[Referring expression data]

───

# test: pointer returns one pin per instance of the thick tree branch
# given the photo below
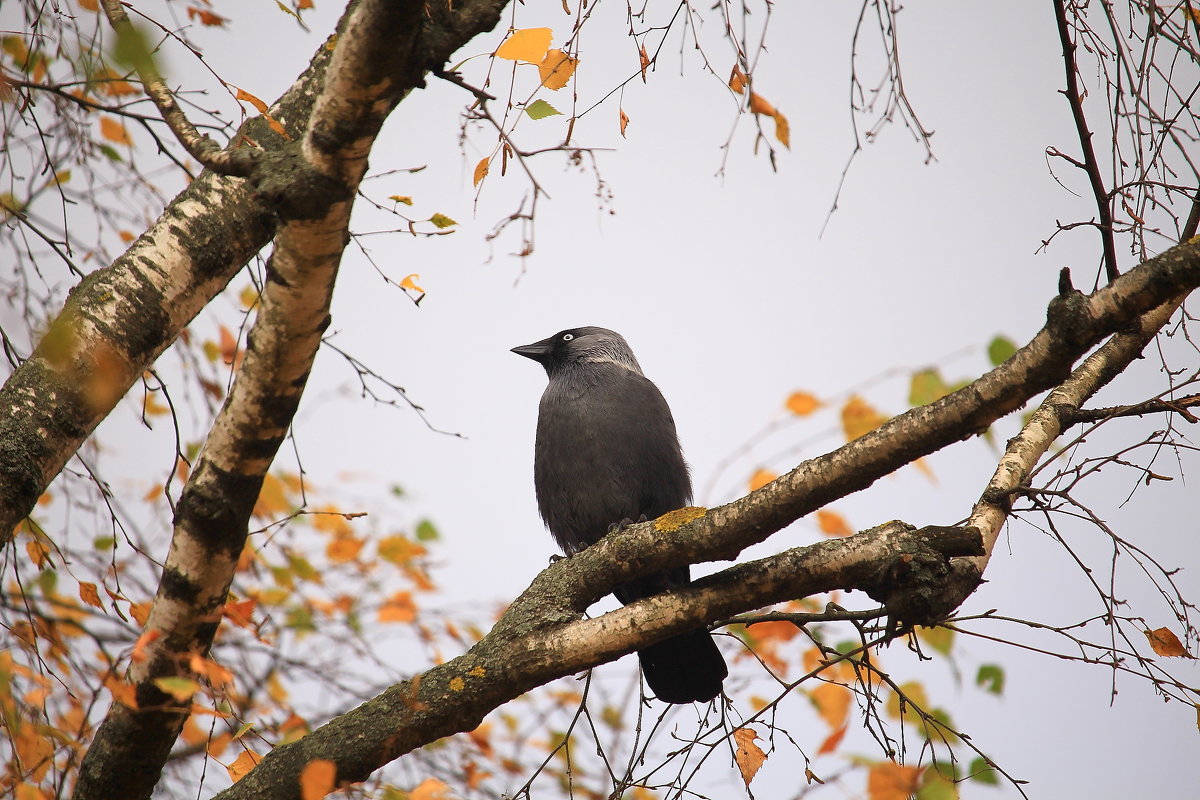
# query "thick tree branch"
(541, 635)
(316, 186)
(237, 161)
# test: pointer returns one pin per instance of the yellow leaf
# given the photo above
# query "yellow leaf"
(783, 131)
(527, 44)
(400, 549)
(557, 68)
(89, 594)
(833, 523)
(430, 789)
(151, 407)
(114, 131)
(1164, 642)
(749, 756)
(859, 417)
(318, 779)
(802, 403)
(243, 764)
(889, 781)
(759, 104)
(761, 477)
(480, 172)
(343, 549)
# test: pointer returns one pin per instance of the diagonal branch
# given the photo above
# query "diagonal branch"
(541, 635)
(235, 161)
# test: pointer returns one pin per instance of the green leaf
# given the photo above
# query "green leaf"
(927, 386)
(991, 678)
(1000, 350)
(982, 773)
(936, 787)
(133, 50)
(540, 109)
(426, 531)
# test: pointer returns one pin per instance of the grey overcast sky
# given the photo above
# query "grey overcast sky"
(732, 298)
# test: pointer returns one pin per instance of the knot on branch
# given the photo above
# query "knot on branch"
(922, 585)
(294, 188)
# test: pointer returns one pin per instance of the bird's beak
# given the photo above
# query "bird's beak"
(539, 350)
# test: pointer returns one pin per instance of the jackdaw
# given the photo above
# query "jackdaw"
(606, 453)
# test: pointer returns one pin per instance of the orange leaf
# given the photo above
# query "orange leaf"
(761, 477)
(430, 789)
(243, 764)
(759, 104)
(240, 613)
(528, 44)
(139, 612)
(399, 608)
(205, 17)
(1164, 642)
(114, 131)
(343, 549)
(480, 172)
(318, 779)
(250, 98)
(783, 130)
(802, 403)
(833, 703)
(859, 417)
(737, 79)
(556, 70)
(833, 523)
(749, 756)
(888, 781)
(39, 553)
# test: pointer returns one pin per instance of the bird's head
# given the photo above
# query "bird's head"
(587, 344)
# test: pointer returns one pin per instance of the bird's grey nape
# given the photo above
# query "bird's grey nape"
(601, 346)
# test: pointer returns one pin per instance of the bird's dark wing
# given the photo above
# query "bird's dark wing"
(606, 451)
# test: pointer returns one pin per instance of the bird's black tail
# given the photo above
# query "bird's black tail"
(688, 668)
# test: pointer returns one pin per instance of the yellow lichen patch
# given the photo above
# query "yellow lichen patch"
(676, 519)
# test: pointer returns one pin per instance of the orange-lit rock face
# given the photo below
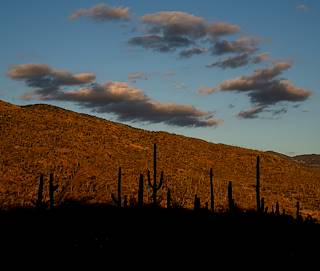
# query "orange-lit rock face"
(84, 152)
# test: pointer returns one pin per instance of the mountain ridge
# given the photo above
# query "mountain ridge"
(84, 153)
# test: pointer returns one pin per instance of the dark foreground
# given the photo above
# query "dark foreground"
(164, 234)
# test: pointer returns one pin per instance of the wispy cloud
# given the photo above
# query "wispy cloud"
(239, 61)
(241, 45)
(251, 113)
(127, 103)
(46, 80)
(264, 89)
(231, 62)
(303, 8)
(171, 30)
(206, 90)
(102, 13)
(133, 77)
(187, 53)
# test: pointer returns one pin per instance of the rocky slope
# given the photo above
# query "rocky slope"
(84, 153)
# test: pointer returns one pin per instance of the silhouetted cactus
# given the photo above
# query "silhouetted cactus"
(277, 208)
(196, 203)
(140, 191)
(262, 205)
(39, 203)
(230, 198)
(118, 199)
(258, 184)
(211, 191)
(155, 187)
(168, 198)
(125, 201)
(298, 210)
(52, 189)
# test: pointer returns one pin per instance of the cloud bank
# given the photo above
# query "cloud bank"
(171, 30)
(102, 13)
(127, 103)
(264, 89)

───

> Task objective
In the entries above, find the line containing "# test: pointer returns one pin per instance of the orange-lit", then please retype it and every line after it through the last, exactly as written, omitting pictures.

> Exercise result
# test: pointer returns one pin per instance of the orange-lit rock face
# given the photo below
# query "orange-lit rock face"
(84, 152)
# test: pointer returns one pin per instance of the mountain ridge
# given the photo above
# query "mountain ridge"
(84, 153)
# test: pointer returns one pin per instance of the dark foreground
# given the photo above
# query "dark foreground"
(164, 234)
# test: pointer returns one pin per instance of the wispy cloud
# given the photo above
# query "wispy cloud"
(239, 61)
(241, 45)
(251, 113)
(127, 103)
(46, 80)
(264, 89)
(231, 62)
(303, 8)
(171, 30)
(206, 90)
(102, 13)
(133, 77)
(187, 53)
# test: pointer returns one pin per instance of the rocky slope
# given the photo above
# query "rocky slope"
(84, 153)
# test: pointer returns one pin per instance of the silhouetted cactus
# given the photo above
# query "silhouetted cactus"
(277, 208)
(196, 203)
(140, 191)
(262, 205)
(39, 203)
(230, 198)
(118, 199)
(258, 184)
(211, 191)
(155, 187)
(168, 198)
(125, 201)
(298, 210)
(52, 189)
# test: pointer returns one pin per instance of the cloud bank
# given the photo above
# query "cloud bank"
(171, 30)
(102, 13)
(127, 103)
(264, 89)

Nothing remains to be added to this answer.